Staged Migration: This method involves the migration of mailboxes to Office 365 in stages, over a period of time. It is recommended when you need to migrate many mailboxes with big sizes. Its limitations include:

The staged method can migrate only the user mailboxes and resource mailboxes. It cannot migrate distribution groups, contacts and mail-enabled users

It cannot migrate Out of Office messages along with the user mailboxes

Hybrid Method: This method involves interconnecting Office 365 and the local Exchange Server. It is ideal when you have a complex setup and you need to migrate a lot of mailboxes and data over a longer duration. Its limitations include:

  1. Hybrid setup requires more administrative effort to maintain
  2. It involves several steps and complex setup to initiate the configuration

Office 365 Email Migration: Prerequisites and Best Practices

Migration Aspect

Prerequisites/Best Practice

IMAP Server Connection Limit

Increase the connection limits to IMAP server: A higher threshold is required to allow more numbers of connections for the different settings such as the connections to IMAP server, connections per user and connections from an IP address.

Refer to the Microsoft documentation for IMAP4 connection limits for Exchange 2013.

Time-to-Live (TTL)

________

Answer from the Office 365 migration text:
(a) Which two kinds of mailboxes can the staged method move?
(b) What two things does the hybrid method connect?
(c) For which Exchange version does the text point to Microsoft documentation on IMAP4 connection limits?
The data below has nothing to do with what comes next.

________

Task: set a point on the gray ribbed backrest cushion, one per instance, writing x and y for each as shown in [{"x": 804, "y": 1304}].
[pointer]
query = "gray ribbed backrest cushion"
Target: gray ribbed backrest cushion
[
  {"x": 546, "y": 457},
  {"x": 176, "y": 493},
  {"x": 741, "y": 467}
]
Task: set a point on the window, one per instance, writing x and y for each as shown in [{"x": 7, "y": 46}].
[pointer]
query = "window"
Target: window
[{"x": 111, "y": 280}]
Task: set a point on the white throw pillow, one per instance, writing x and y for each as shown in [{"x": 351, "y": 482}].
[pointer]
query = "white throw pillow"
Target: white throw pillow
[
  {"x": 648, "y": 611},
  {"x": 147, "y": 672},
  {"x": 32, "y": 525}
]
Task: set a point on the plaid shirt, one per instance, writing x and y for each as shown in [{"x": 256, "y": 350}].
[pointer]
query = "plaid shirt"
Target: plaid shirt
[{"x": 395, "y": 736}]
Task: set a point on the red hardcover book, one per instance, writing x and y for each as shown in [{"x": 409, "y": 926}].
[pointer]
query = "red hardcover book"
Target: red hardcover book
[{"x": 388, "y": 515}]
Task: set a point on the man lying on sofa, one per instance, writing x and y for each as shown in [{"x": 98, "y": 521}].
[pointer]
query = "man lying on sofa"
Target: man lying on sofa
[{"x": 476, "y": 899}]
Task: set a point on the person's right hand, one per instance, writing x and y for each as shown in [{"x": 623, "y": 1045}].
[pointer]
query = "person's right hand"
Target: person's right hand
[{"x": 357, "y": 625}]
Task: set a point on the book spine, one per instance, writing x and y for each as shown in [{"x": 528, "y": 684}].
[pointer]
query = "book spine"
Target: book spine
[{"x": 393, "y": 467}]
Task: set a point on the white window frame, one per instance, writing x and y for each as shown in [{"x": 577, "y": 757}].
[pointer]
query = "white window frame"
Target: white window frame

________

## ANSWER
(a) User mailboxes and resource mailboxes.
(b) Office 365 and the local Exchange Server.
(c) Exchange 2013.